§ **Task inputs**:
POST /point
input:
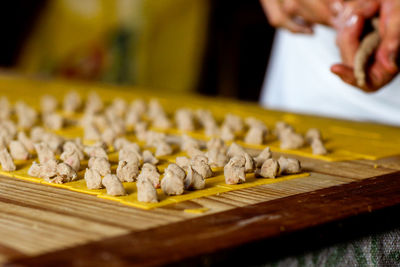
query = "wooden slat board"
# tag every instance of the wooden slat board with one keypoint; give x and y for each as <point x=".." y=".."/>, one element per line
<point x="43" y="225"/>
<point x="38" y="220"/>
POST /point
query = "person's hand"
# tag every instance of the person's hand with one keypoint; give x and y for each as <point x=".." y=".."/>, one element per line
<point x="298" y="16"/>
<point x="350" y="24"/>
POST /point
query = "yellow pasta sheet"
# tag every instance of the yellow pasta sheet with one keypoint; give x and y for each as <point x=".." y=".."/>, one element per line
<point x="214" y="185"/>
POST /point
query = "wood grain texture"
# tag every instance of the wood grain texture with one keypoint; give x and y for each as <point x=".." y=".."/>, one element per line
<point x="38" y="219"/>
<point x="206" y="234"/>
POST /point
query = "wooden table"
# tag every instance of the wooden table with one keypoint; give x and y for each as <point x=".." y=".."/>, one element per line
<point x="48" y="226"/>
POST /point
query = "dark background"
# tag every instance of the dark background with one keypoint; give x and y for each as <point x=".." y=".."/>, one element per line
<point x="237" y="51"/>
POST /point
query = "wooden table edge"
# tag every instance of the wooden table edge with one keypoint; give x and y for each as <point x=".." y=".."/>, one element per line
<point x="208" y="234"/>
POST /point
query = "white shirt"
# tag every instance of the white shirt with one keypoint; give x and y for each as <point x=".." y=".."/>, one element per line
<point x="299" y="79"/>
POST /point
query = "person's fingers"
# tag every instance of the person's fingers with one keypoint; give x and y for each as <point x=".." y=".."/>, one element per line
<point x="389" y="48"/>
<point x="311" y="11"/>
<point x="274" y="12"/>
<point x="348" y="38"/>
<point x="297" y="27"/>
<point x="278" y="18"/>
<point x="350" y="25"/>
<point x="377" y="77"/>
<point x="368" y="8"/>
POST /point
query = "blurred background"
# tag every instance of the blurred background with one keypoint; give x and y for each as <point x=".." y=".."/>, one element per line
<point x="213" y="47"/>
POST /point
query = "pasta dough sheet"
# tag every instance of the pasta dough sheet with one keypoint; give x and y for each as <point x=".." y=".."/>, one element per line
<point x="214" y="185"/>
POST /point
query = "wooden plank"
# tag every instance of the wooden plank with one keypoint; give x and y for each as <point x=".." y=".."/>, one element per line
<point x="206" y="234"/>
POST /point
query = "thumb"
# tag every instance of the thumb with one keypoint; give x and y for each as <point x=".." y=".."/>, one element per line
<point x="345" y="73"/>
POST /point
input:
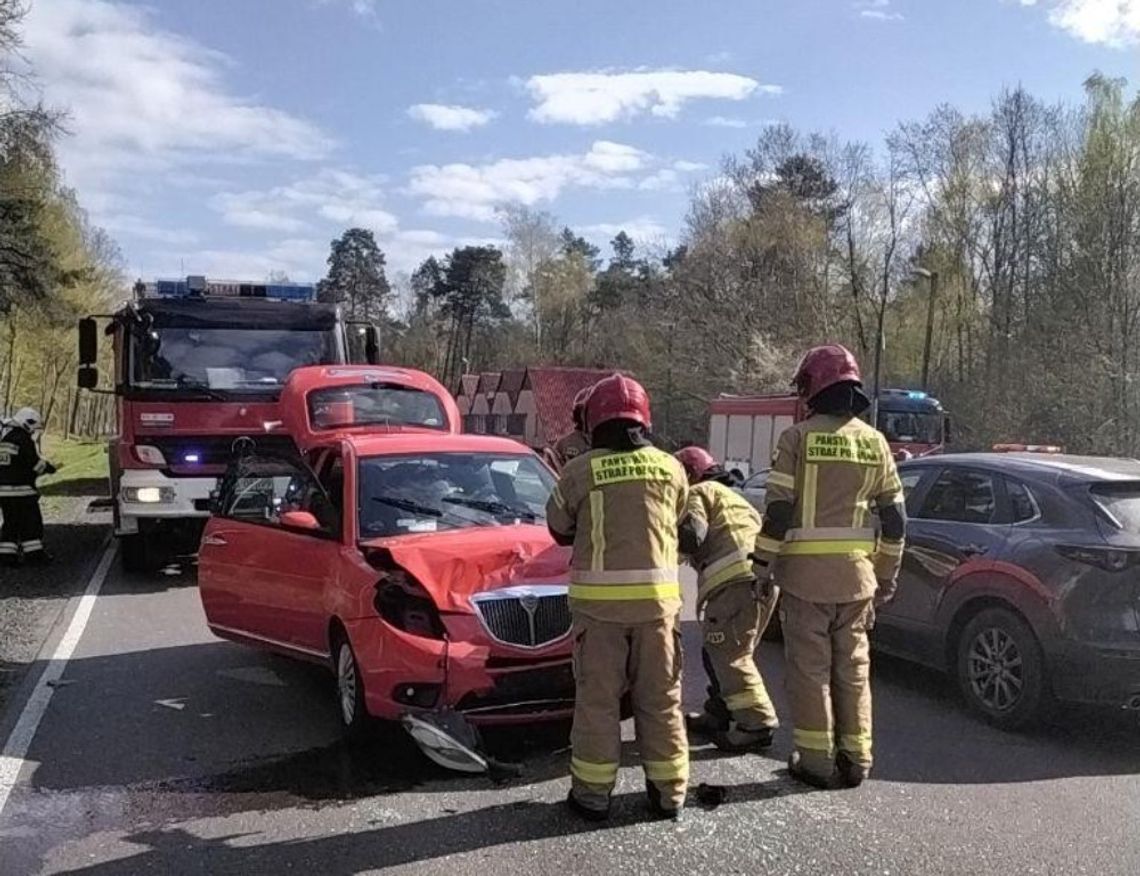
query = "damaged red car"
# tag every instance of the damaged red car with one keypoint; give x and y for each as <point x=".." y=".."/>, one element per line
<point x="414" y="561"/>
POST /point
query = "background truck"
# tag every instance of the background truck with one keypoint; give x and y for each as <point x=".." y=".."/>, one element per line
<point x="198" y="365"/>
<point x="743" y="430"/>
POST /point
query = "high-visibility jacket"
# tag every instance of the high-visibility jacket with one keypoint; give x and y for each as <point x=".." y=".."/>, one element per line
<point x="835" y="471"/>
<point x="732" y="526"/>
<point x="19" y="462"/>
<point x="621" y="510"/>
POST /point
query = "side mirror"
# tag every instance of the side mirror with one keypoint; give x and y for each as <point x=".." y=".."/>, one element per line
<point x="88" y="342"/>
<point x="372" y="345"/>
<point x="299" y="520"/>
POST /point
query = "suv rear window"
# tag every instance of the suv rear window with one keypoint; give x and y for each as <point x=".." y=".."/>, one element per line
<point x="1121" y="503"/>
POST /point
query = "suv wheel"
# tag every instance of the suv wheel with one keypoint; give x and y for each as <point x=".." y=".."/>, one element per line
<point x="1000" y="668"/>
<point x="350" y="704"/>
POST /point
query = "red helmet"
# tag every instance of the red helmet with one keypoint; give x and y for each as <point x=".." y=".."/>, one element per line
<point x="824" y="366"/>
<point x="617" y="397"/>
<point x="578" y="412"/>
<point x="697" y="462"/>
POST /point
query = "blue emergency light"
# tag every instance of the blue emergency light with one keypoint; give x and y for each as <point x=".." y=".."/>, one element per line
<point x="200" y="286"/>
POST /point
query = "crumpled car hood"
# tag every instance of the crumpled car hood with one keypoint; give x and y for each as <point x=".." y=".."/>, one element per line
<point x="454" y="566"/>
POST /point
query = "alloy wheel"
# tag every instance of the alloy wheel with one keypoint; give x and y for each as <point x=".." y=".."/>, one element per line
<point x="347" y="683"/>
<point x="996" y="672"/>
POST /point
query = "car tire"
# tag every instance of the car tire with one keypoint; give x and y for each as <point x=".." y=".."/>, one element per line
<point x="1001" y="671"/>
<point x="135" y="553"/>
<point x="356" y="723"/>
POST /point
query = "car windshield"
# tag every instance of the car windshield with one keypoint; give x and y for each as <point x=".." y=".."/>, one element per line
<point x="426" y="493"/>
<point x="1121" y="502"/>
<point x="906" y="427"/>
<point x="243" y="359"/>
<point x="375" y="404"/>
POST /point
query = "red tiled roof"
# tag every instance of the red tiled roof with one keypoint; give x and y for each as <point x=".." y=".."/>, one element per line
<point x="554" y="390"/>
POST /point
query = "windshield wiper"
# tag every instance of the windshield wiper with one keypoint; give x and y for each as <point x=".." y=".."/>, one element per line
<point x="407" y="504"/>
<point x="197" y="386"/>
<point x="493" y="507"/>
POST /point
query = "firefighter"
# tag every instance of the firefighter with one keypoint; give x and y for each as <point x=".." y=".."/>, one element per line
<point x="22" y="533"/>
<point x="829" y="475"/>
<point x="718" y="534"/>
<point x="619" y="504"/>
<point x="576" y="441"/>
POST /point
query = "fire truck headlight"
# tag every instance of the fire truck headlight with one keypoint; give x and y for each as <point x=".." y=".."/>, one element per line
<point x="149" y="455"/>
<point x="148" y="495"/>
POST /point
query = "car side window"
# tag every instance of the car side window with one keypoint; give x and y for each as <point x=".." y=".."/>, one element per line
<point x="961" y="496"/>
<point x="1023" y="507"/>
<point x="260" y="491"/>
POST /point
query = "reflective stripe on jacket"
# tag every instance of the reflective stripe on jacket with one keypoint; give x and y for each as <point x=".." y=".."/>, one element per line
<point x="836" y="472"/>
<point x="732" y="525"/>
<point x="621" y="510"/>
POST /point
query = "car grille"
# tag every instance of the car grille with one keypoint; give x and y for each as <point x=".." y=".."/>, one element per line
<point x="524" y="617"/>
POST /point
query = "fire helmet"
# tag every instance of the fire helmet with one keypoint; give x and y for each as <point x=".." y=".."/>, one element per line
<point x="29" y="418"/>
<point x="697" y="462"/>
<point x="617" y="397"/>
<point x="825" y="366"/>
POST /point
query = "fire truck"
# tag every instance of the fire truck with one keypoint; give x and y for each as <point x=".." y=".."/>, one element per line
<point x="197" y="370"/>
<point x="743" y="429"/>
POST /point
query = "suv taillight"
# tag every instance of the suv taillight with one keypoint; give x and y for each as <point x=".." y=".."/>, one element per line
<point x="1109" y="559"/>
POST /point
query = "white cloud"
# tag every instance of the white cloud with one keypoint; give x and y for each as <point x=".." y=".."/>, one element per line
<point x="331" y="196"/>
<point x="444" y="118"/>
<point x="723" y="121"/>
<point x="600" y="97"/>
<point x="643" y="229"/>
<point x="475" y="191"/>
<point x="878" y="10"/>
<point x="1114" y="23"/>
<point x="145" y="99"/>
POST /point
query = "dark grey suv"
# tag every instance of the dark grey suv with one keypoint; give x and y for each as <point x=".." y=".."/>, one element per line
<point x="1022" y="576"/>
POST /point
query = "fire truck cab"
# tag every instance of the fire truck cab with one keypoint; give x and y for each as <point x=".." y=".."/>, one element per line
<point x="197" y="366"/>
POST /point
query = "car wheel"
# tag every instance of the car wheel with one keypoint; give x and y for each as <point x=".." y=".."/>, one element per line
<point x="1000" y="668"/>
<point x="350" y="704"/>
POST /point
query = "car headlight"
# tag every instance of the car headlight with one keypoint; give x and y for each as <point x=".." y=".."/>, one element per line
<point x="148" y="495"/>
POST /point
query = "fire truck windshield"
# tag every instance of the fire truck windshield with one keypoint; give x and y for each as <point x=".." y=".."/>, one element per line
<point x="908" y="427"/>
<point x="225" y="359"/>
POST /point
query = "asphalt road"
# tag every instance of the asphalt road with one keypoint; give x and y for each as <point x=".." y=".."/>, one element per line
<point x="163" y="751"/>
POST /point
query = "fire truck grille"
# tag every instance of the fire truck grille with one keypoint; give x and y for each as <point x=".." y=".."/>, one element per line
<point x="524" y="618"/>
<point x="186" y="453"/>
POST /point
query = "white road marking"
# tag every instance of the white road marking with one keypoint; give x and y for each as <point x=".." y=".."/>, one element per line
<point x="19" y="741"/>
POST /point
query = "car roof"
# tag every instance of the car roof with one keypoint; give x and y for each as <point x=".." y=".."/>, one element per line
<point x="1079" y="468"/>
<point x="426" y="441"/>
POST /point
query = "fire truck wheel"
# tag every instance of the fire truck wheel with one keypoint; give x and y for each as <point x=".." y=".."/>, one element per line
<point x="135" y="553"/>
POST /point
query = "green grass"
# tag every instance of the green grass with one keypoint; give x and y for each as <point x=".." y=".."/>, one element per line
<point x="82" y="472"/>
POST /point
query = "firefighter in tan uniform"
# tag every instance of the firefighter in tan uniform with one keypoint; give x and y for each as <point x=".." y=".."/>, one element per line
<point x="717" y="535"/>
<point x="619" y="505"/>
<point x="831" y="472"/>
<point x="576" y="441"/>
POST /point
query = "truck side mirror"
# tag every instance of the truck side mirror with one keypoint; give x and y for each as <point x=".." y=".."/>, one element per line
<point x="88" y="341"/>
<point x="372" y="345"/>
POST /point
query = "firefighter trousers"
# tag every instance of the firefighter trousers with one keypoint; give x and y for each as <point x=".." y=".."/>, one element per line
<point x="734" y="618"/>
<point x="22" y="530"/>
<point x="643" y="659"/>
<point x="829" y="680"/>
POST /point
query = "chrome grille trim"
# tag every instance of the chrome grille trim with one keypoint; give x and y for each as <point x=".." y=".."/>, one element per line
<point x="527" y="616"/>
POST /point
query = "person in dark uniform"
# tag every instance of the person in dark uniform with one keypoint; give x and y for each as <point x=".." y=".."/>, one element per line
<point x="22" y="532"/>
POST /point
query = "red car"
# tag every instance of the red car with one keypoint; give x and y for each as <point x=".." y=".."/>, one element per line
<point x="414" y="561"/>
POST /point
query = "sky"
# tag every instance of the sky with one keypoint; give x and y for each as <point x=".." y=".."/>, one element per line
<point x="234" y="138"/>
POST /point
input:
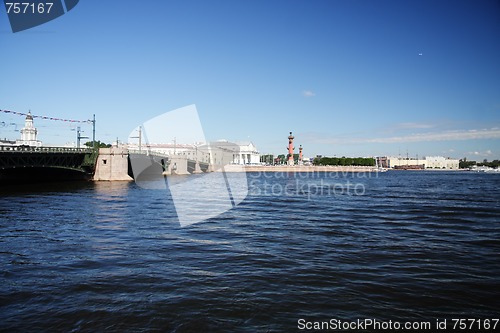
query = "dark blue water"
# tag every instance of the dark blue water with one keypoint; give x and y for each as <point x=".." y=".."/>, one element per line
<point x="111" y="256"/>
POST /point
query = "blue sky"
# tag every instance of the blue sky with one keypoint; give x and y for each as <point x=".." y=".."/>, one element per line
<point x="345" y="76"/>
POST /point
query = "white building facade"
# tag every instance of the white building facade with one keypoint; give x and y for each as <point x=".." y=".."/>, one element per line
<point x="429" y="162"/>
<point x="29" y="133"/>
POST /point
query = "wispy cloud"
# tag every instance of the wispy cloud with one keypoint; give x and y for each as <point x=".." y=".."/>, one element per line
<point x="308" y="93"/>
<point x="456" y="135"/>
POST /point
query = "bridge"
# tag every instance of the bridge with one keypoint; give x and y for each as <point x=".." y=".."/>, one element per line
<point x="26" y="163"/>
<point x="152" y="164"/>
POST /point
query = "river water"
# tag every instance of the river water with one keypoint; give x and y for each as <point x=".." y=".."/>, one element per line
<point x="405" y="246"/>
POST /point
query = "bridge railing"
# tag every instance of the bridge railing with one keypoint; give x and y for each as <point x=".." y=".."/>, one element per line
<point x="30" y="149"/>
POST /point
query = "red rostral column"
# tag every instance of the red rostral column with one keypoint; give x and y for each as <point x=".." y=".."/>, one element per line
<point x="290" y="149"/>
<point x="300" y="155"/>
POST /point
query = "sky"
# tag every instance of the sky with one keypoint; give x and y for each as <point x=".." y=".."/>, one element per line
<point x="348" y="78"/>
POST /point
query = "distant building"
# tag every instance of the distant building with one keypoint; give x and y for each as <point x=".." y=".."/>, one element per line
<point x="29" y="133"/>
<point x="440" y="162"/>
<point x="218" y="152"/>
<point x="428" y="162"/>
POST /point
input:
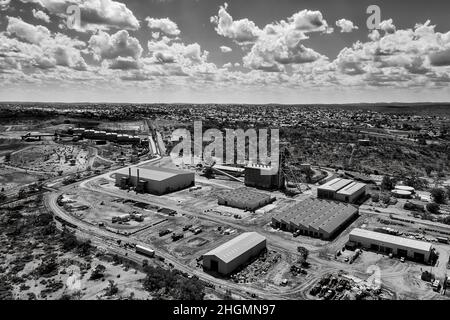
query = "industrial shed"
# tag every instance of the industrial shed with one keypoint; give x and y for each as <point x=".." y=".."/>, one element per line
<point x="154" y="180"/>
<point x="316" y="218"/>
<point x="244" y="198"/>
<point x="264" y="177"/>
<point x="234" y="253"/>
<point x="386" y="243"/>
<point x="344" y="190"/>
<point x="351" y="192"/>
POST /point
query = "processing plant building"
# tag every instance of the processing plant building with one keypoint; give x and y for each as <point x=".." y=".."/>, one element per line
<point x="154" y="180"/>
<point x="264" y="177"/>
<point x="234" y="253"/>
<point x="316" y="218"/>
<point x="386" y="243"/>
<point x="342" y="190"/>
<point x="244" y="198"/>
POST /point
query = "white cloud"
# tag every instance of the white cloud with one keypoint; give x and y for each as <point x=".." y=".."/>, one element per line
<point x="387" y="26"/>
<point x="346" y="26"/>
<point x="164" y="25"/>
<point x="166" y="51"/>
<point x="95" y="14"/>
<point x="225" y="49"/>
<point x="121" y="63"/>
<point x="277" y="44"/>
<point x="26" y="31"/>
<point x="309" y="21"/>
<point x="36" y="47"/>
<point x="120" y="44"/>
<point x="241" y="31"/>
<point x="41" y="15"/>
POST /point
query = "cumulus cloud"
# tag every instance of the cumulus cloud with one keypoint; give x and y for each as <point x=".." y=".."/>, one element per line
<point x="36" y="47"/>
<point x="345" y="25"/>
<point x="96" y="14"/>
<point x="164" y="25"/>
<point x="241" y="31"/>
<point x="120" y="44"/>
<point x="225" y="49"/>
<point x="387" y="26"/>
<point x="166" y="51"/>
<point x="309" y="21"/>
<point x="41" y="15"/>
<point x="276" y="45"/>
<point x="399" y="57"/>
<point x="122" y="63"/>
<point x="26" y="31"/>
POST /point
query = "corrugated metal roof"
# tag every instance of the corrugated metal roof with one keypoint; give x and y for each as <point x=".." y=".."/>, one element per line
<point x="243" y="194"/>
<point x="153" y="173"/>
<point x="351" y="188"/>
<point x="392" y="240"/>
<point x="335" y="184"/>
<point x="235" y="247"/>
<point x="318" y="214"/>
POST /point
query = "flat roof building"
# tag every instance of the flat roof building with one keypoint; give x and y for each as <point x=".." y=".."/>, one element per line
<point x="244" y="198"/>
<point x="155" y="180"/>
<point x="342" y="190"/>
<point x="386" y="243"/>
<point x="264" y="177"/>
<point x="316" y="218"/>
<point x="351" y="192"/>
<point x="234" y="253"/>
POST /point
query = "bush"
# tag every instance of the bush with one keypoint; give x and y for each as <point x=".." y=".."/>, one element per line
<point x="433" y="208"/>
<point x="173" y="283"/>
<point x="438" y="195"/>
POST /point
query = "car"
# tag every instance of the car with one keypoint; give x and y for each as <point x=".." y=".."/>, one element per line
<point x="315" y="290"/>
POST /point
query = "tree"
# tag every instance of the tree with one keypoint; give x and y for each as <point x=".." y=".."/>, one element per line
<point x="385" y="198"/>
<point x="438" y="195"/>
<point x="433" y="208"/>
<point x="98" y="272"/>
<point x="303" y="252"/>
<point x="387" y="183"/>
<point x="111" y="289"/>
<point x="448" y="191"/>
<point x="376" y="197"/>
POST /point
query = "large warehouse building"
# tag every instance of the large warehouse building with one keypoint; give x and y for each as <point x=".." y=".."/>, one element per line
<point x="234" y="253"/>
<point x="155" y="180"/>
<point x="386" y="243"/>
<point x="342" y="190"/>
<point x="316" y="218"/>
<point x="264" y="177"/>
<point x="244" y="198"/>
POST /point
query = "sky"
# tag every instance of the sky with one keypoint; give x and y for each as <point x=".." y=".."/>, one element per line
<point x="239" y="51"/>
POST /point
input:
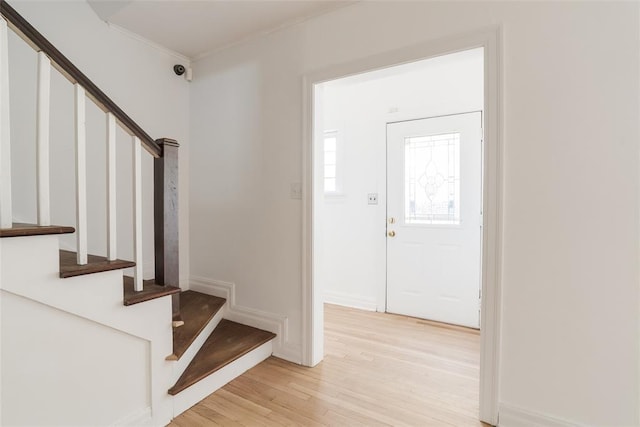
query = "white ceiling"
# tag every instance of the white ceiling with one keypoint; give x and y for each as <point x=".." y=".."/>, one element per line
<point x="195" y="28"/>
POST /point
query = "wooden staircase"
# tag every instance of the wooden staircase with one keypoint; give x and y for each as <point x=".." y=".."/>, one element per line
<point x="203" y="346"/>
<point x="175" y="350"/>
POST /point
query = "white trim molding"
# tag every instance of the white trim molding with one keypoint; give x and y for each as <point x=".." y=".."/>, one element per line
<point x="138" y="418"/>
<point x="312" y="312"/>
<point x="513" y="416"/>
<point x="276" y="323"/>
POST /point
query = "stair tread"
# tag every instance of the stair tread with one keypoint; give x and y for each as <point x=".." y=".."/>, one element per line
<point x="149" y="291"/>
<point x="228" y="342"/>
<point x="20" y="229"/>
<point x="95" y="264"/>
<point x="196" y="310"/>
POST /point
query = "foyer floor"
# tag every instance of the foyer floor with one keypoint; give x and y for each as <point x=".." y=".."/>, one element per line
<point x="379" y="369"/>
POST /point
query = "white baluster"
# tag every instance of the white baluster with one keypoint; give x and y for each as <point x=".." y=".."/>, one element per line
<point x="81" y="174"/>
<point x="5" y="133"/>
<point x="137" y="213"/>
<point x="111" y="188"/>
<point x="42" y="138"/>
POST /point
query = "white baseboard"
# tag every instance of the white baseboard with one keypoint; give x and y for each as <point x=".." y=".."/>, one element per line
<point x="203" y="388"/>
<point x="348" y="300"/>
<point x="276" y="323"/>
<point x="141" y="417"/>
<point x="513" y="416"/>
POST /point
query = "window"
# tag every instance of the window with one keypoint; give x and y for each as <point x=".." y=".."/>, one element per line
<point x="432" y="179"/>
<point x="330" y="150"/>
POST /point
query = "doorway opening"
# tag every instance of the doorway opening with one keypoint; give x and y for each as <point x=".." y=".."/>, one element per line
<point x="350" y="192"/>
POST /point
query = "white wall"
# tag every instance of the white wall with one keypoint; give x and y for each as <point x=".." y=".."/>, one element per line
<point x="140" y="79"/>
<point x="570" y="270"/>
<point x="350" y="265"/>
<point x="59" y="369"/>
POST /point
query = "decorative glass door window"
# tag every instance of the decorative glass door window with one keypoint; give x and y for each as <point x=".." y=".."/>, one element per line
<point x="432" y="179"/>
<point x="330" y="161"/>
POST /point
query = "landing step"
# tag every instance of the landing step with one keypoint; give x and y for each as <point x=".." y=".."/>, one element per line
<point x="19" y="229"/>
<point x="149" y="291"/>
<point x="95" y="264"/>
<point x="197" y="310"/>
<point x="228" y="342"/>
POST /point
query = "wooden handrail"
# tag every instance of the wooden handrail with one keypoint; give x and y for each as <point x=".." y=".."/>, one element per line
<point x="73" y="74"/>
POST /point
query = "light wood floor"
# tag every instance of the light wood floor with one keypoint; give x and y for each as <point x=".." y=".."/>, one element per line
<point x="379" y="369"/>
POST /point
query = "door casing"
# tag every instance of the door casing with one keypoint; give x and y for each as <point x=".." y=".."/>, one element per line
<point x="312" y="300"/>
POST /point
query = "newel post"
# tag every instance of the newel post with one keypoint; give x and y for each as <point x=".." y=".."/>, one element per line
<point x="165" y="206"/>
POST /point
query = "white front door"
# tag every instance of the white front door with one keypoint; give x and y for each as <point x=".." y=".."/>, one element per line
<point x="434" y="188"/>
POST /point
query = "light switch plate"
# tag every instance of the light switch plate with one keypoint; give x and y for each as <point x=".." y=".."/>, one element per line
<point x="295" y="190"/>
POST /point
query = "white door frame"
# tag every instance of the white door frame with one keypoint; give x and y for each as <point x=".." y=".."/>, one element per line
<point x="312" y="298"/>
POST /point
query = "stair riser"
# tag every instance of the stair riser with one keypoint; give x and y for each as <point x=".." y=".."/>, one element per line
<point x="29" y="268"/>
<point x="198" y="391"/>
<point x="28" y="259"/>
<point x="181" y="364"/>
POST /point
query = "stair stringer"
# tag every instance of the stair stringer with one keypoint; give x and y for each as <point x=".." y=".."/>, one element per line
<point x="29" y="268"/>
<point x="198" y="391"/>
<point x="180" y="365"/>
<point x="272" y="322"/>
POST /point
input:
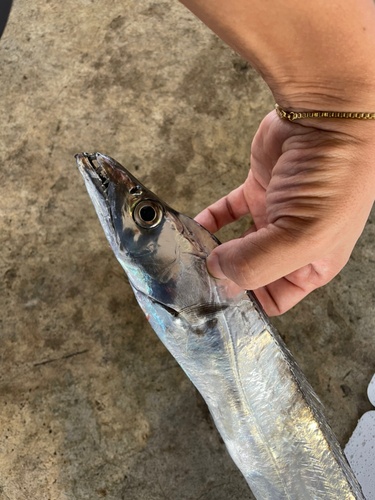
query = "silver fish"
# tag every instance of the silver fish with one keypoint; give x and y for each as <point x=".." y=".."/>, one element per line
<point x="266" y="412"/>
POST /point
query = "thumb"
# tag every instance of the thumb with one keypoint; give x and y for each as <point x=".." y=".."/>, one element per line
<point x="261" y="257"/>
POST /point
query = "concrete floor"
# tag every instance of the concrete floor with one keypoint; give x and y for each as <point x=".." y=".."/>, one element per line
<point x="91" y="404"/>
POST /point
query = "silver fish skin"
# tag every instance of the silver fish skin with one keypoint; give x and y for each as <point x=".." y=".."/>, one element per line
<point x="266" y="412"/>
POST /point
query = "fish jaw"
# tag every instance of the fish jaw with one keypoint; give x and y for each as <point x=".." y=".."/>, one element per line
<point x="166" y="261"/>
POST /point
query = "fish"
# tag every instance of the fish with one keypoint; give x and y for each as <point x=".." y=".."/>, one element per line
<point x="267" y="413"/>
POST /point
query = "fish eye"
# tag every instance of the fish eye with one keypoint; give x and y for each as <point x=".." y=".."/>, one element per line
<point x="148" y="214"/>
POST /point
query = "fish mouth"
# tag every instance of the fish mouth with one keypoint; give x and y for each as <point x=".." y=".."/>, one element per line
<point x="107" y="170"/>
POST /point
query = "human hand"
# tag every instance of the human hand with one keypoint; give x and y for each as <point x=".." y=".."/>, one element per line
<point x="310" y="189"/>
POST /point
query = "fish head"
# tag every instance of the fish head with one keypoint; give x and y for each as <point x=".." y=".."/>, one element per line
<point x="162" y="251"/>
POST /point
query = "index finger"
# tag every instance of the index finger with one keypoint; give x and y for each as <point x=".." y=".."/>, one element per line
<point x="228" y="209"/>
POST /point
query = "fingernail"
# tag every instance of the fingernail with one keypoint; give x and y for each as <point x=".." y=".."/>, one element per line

§ **Your objective**: Can you collect every line of the records that contains the string "road"?

§ **Full solution**:
query = "asphalt road"
# tag every instance of the asphalt road with one keypoint; give x and y for each as <point x=".." y=".."/>, one element per line
query = "white road marking"
# tag every instance of the white road marking with one keypoint; give x and y for each as <point x=".." y=".."/>, one element per line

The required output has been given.